--- START ---

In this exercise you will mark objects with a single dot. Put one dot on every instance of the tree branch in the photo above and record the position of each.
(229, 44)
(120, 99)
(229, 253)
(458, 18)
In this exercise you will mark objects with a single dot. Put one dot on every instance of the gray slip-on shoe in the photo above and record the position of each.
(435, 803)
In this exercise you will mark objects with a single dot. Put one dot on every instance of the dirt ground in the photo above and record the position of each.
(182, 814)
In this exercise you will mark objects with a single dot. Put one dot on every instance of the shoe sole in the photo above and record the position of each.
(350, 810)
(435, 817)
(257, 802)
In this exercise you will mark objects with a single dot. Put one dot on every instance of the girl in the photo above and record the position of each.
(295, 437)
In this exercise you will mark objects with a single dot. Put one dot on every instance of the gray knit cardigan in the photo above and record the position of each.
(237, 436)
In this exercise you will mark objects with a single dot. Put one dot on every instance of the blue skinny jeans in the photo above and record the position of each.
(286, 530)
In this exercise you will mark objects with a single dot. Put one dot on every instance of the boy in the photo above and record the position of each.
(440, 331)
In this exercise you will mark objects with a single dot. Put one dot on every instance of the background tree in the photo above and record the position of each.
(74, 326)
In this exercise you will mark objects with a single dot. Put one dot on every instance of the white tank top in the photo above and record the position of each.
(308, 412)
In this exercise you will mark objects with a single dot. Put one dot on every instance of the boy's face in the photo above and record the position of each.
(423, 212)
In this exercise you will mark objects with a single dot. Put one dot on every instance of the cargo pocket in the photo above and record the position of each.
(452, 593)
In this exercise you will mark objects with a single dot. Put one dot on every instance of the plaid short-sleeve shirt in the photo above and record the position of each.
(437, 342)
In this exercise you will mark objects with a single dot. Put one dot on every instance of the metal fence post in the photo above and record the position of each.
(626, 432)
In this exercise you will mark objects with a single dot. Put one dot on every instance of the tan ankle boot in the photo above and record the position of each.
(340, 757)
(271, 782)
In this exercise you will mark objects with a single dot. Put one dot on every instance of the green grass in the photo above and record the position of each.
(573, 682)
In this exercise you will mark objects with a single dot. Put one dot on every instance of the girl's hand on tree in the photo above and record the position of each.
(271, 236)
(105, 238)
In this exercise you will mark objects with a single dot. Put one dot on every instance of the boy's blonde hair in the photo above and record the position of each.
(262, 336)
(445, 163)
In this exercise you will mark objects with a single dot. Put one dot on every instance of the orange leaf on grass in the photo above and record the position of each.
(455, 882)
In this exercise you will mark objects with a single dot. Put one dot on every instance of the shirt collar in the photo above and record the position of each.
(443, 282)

--- END ---

▶ [EXERCISE AIM] Your answer should hold only the lines from the one with "of the girl's" through the end of the listing above, both ends included, written out exactly.

▶ [ANSWER BELOW]
In this exercise you will mark objects with a single dot. Put one dot on every instance of the girl's hand on tree in the photo above and record the position of each.
(271, 236)
(105, 238)
In this exercise you will mark objects with a single dot. Put one dot on every instance of the boy's blonde hair in the photo above and record the position of each.
(262, 336)
(445, 163)
In this exercise you will mark objects with a single dot. Put one dot on every instance of the orange leaf on grass in the photo above and record the position of each.
(455, 882)
In this exercise you will mark objects with a single dot. Put one dot on every instance of the shirt collar in the photo above and record the position of each.
(443, 282)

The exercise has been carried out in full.